╭─ Records supplied
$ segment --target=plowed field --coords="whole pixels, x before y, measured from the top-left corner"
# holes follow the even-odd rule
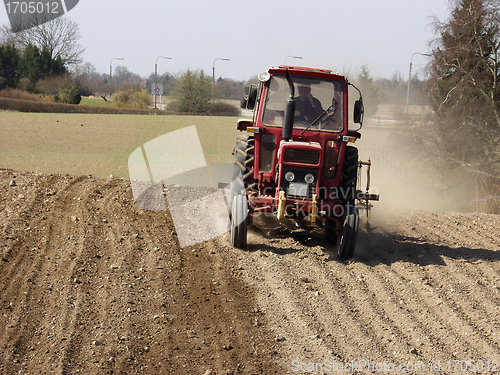
[[[180,248],[126,179],[0,170],[0,372],[500,370],[499,217],[373,220],[347,262],[264,220]]]

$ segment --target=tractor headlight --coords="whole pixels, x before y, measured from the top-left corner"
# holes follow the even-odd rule
[[[314,176],[310,173],[306,174],[305,180],[308,184],[312,184],[314,182]]]
[[[293,180],[295,180],[295,175],[293,174],[293,172],[286,172],[285,180],[287,180],[288,182],[292,182]]]

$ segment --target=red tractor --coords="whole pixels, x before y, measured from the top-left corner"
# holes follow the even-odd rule
[[[279,66],[259,75],[242,107],[252,120],[239,120],[230,195],[231,245],[245,248],[247,226],[255,214],[291,218],[323,227],[338,256],[354,255],[359,226],[358,207],[369,209],[370,162],[358,161],[350,146],[361,134],[361,92],[329,70]],[[354,123],[348,127],[348,87],[359,92]],[[298,95],[296,95],[298,93]],[[358,171],[368,166],[366,192],[357,189]]]

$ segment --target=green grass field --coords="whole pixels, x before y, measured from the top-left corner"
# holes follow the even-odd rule
[[[207,163],[232,163],[237,117],[0,111],[0,168],[129,178],[128,157],[163,134],[196,125]]]

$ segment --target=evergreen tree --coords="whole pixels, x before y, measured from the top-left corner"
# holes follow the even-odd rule
[[[0,46],[0,89],[19,82],[19,52],[13,45]]]
[[[34,91],[36,83],[43,78],[64,74],[66,68],[60,57],[52,58],[47,50],[28,45],[19,61],[19,76],[30,80],[30,90]]]
[[[179,111],[206,112],[211,99],[211,79],[203,70],[188,69],[176,79],[174,95],[179,100]]]

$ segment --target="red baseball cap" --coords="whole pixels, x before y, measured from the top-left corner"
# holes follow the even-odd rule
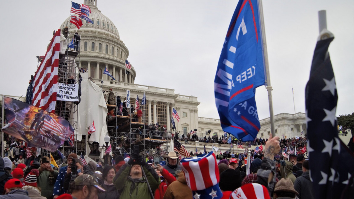
[[[237,163],[237,160],[235,158],[232,158],[231,160],[229,161],[229,163],[230,164],[231,163]]]
[[[22,182],[20,181],[20,180],[18,179],[13,178],[8,180],[5,183],[5,185],[4,186],[4,190],[6,190],[6,189],[11,189],[16,187],[22,188]]]

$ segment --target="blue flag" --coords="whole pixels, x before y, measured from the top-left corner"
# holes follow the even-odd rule
[[[112,76],[112,75],[110,74],[110,73],[109,73],[109,72],[108,71],[108,70],[107,69],[107,67],[104,68],[104,71],[103,71],[103,74],[105,74],[109,76],[110,77],[112,78],[112,79],[113,79],[113,80],[115,80],[115,79],[114,79],[114,78],[113,77],[113,76]]]
[[[175,123],[175,120],[173,119],[173,117],[171,118],[171,123],[172,123],[172,129],[176,129],[176,124]]]
[[[68,45],[68,47],[70,49],[73,49],[75,47],[74,45],[74,38],[73,39],[70,43]]]
[[[266,84],[262,32],[257,1],[240,0],[231,19],[214,80],[223,130],[251,141],[261,125],[256,88]]]
[[[145,96],[145,91],[144,91],[144,96],[143,96],[143,99],[141,100],[141,105],[143,105],[146,104],[146,96]]]

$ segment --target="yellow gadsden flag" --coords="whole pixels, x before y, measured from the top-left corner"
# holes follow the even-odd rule
[[[55,161],[55,160],[54,160],[54,158],[53,158],[53,156],[52,155],[51,153],[50,153],[50,164],[54,165],[55,166],[56,166],[57,168],[58,168],[59,167],[58,166],[58,165],[57,164],[57,163]]]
╰─
> Instructions for the task: Word for word, please, restate the lines of the listing from the one holding "segment --target=green grass" down to the last line, leaving out any pictures.

> Task answer:
$ segment --target=green grass field --coords="whole pixels, x before y, measured from the top-left corner"
# holes follow the even-odd rule
[[[207,163],[232,163],[237,117],[0,111],[0,168],[129,178],[128,157],[163,134],[196,125]]]

$ segment --target=evergreen tree --coords="whole pixels, x before y, measured from the top-left corner"
# holes follow the even-odd rule
[[[0,46],[0,89],[19,82],[19,52],[13,45]]]
[[[34,91],[36,83],[43,78],[64,74],[66,68],[60,57],[52,58],[47,50],[28,45],[19,61],[19,76],[30,80],[30,90]]]
[[[179,111],[206,112],[211,99],[211,79],[203,70],[188,69],[176,79],[174,95],[179,100]]]

$ segment --target="red baseball cap" --coords="whole pixels, x before y, measured from the top-left corner"
# holes follow the even-odd rule
[[[237,163],[237,160],[235,158],[232,158],[231,160],[229,161],[229,163],[230,164],[231,163]]]
[[[22,182],[20,181],[20,180],[18,179],[13,178],[8,180],[5,183],[5,185],[4,186],[4,190],[6,190],[6,189],[11,189],[16,187],[22,188]]]

$ segment --target="blue flag" --coords="whole pixels, x before y, measured from the top-left corner"
# holes follow the even-odd rule
[[[112,76],[112,75],[110,74],[110,73],[109,73],[109,72],[108,71],[108,70],[107,69],[107,67],[104,68],[104,71],[103,71],[103,74],[105,74],[109,76],[110,77],[112,78],[112,79],[113,79],[113,80],[115,80],[115,79],[114,79],[114,78],[113,77],[113,76]]]
[[[175,123],[175,120],[173,119],[173,117],[171,118],[171,123],[172,123],[172,129],[176,129],[176,124]]]
[[[68,45],[68,47],[70,49],[73,49],[75,47],[74,45],[74,38],[73,39],[70,43]]]
[[[266,84],[262,32],[257,1],[240,0],[231,19],[214,80],[223,130],[251,141],[261,125],[256,88]]]
[[[145,96],[145,91],[144,91],[144,96],[143,96],[143,99],[141,100],[141,105],[143,105],[146,104],[146,96]]]

$ segment --target="yellow gadsden flag" --coords="whole pixels, x before y, measured from the top-left corner"
# holes follow the even-odd rule
[[[55,161],[55,160],[54,160],[54,158],[53,158],[53,156],[52,155],[51,153],[50,153],[50,164],[54,165],[55,166],[56,166],[57,168],[58,168],[59,167],[58,166],[58,165],[57,164],[57,163]]]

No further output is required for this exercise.